* Start Entries shown *

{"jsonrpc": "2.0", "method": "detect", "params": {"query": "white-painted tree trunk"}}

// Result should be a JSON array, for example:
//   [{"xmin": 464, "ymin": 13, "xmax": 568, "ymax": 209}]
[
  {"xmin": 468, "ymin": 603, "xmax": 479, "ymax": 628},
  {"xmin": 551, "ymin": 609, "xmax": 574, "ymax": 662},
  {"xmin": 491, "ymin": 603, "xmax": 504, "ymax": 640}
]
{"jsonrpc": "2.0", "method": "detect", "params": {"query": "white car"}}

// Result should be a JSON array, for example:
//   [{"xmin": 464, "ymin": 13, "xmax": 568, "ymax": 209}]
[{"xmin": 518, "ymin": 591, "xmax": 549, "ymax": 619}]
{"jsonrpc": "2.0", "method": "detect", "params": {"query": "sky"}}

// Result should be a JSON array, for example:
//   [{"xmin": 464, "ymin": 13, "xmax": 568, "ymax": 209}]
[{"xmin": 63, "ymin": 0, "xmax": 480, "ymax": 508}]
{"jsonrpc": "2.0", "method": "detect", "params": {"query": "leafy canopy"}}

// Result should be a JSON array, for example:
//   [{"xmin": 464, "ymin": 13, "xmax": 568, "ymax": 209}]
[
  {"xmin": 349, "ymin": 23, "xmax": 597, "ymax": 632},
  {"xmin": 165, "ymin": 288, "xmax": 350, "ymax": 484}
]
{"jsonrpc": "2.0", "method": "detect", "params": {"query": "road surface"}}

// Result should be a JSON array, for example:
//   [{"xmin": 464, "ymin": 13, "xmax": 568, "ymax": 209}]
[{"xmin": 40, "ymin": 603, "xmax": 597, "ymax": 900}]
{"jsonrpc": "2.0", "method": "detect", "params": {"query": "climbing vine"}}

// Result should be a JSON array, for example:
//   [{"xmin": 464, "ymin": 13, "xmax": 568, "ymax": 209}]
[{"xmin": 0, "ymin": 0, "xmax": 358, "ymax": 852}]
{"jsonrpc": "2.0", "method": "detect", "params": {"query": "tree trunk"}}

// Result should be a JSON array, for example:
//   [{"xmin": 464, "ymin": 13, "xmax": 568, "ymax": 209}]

* End Entries shown *

● Objective
Give the listing above again, word for word.

● The result
{"jsonrpc": "2.0", "method": "detect", "params": {"query": "white-painted tree trunk"}}

// Result should be a JSON array, for example:
//   [{"xmin": 464, "ymin": 13, "xmax": 568, "ymax": 209}]
[
  {"xmin": 468, "ymin": 603, "xmax": 479, "ymax": 628},
  {"xmin": 551, "ymin": 609, "xmax": 574, "ymax": 662},
  {"xmin": 491, "ymin": 603, "xmax": 504, "ymax": 640}
]
{"jsonrpc": "2.0", "method": "detect", "params": {"query": "white car"}}

// Result should be a JSON array, for example:
//   [{"xmin": 464, "ymin": 13, "xmax": 568, "ymax": 209}]
[{"xmin": 518, "ymin": 591, "xmax": 549, "ymax": 619}]
{"jsonrpc": "2.0", "method": "detect", "params": {"query": "sky"}}

// Result should be a JSON array, for example:
//   [{"xmin": 464, "ymin": 13, "xmax": 568, "ymax": 209}]
[{"xmin": 63, "ymin": 0, "xmax": 480, "ymax": 508}]
{"jsonrpc": "2.0", "method": "detect", "params": {"query": "leafy canopy"}}

// Result should be a JSON array, for example:
//   [{"xmin": 464, "ymin": 13, "xmax": 568, "ymax": 209}]
[
  {"xmin": 349, "ymin": 23, "xmax": 597, "ymax": 632},
  {"xmin": 165, "ymin": 288, "xmax": 350, "ymax": 484}
]
{"jsonrpc": "2.0", "method": "detect", "params": {"query": "road surface"}}

// Result should be a JSON array, for example:
//   [{"xmin": 464, "ymin": 13, "xmax": 568, "ymax": 209}]
[{"xmin": 40, "ymin": 603, "xmax": 597, "ymax": 900}]
{"jsonrpc": "2.0", "method": "detect", "params": {"query": "climbing vine"}}

// Result should be a JSON array, for example:
//   [{"xmin": 464, "ymin": 13, "xmax": 568, "ymax": 209}]
[{"xmin": 0, "ymin": 0, "xmax": 358, "ymax": 852}]
{"jsonrpc": "2.0", "method": "detect", "params": {"query": "tree trunk"}}

// Result should be a JSON array, for example:
//   [{"xmin": 464, "ymin": 13, "xmax": 568, "ymax": 209}]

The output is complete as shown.